> **Assignment**
Reproduce each record exactly, leaving out no line.

[Dataset entries]
----------------------------------------

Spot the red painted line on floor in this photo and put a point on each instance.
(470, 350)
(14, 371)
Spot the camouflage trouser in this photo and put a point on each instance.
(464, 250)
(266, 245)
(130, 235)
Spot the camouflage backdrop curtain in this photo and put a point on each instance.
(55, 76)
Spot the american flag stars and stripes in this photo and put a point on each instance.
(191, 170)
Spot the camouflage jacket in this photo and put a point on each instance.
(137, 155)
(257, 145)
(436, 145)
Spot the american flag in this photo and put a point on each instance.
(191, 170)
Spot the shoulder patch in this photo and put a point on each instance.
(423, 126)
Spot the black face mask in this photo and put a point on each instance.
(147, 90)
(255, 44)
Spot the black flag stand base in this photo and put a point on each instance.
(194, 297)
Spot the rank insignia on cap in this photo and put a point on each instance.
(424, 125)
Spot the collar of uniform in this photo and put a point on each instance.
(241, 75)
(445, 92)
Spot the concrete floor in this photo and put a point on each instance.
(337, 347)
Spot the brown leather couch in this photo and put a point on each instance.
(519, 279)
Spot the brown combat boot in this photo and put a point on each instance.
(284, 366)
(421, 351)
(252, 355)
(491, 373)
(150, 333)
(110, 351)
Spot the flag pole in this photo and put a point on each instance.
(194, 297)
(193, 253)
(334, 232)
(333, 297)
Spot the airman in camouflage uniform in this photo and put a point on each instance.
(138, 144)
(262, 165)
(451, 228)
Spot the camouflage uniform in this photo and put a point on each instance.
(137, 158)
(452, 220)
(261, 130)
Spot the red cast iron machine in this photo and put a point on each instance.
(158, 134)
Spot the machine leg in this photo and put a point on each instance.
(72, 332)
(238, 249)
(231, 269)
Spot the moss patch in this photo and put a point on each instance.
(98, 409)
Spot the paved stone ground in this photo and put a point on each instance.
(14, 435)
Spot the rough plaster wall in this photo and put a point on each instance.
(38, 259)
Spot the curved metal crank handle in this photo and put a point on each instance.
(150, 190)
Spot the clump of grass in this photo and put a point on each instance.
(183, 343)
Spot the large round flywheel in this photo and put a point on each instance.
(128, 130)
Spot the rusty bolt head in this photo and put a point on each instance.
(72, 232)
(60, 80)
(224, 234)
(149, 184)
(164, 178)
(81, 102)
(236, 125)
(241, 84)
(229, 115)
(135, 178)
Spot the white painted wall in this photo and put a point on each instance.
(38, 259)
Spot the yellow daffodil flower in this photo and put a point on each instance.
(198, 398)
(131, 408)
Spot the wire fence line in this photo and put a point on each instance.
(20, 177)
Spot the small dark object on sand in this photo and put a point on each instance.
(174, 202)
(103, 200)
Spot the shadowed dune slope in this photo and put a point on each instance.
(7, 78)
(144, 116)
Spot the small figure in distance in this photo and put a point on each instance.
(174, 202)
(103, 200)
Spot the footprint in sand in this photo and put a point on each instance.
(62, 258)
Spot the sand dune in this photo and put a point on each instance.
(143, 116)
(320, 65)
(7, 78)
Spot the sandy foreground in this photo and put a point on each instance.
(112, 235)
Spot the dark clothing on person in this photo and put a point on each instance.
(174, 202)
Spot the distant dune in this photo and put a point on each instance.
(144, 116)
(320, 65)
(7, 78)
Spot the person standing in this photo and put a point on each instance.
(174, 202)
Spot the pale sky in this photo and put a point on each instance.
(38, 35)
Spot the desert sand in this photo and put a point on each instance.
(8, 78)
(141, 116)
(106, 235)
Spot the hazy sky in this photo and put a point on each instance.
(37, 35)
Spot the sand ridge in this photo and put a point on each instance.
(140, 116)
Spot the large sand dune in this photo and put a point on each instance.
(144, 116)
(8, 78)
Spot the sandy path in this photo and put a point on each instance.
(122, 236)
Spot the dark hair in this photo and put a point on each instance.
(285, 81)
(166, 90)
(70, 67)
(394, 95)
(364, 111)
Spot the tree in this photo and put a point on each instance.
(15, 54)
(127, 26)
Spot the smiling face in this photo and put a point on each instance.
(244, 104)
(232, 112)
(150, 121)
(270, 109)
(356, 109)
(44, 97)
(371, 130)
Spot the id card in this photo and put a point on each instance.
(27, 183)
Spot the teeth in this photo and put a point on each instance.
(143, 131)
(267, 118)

----------------------------------------

> **Answer to the problem**
Spot the red painted line on floor in this photo and put a point on each instance.
(470, 350)
(14, 371)
Spot the camouflage trouser in this photo and put a point on each instance.
(464, 250)
(266, 245)
(130, 235)
Spot the camouflage backdrop curtain in this photo and put a point on each instance.
(55, 76)
Spot the american flag stars and stripes in this photo and put a point on each instance.
(191, 170)
Spot the camouflage jacket in this photo and put a point on each instance.
(137, 155)
(257, 145)
(436, 145)
Spot the american flag in this photo and put a point on each instance.
(191, 170)
Spot the shoulder patch in this photo and put a point on each instance.
(423, 126)
Spot the black face mask in this photo and put a point on each instance.
(147, 90)
(255, 44)
Spot the black flag stand base in this photo and put a point on each instance.
(194, 297)
Spot the rank insignia on cap in this photo and put a point on each instance.
(424, 125)
Spot the collar of uniform in this photo and put a point on each instance.
(241, 75)
(445, 92)
Spot the concrete floor in this photo and put a point on each instance.
(337, 347)
Spot the brown leather couch in this photo and put a point on each instance.
(519, 279)
Spot the brown combat boot in this photo and put a point on each instance.
(284, 366)
(421, 351)
(252, 355)
(491, 373)
(150, 333)
(110, 351)
Spot the flag pole in this photo and put a point on each instance.
(194, 297)
(193, 253)
(334, 232)
(333, 297)
Spot the airman in camouflage uniform in this photo and put a point on each instance.
(138, 144)
(262, 165)
(451, 228)
Spot the camouflage uniform in this photo and put a point on each instance.
(137, 158)
(452, 220)
(261, 130)
Spot the red cast iron machine in this photo and put a point on each instance.
(158, 134)
Spot the machine leg in this photo and put a point on each instance.
(72, 332)
(238, 249)
(231, 269)
Spot the moss patch in this photo and put a point on each instance.
(98, 409)
Spot the paved stone ground in this photo and put a point on each instance.
(14, 435)
Spot the rough plaster wall in this photo and put a point on each instance.
(38, 259)
Spot the curved metal crank handle in this photo and put a point on each instance.
(150, 190)
Spot the clump of grass in this photo and put a point on each instance.
(183, 343)
Spot the large round flywheel in this photo and put a point on each instance.
(128, 130)
Spot the rusty bolt head in this photo and put a point on each instance.
(72, 232)
(60, 80)
(224, 234)
(149, 184)
(164, 178)
(81, 102)
(236, 125)
(241, 84)
(229, 115)
(135, 178)
Spot the white painted wall in this photo and put a point on each instance.
(38, 259)
Spot the yellow daffodil flower in this photo and put a point on each instance.
(198, 398)
(131, 408)
Spot the wire fence line in this photo and put a point on each instance.
(20, 177)
Spot the small dark object on sand in this photo and put a point on each instance.
(174, 202)
(103, 200)
Spot the shadowed dune slope in this photo and put a point on each instance.
(7, 78)
(144, 116)
Spot the small figure in distance in this photo and put a point on each instance.
(174, 202)
(103, 200)
Spot the footprint in sand in this photo and put a point on each instance.
(62, 258)
Spot the sand dune in this photo and put a point on each instance.
(143, 116)
(320, 65)
(7, 78)
Spot the sandy foreground in this photo and put a point on each instance.
(112, 235)
Spot the dark clothing on person in this photo and put a point on each instance.
(174, 202)
Spot the distant dune in this photo and put a point on each instance.
(144, 116)
(320, 65)
(7, 78)
Spot the person standing in this photo and put a point on each instance.
(174, 202)
Spot the pale sky in this photo and put a point on each instance.
(38, 35)
Spot the desert sand in this photo and put a point on each instance.
(8, 78)
(141, 116)
(106, 235)
Spot the hazy sky in this photo and put a point on each instance.
(37, 35)
Spot the sand ridge in this photo and put a point on each instance.
(140, 116)
Spot the large sand dune in this photo and put a point on each instance.
(144, 116)
(8, 78)
Spot the sandy path in this photo and put a point on each instance.
(122, 236)
Spot the dark hair in this photo and put a point on each instance.
(285, 81)
(166, 90)
(70, 67)
(394, 95)
(364, 111)
Spot the tree in this photo and put a point on each instance.
(15, 54)
(127, 26)
Spot the smiling face in this photo and put a point on each instance.
(244, 104)
(232, 112)
(150, 121)
(270, 109)
(356, 109)
(44, 97)
(371, 130)
Spot the id card in this photo and put a point on each instance.
(27, 183)
Spot the teeth in this photo and put a point on each instance.
(143, 131)
(267, 118)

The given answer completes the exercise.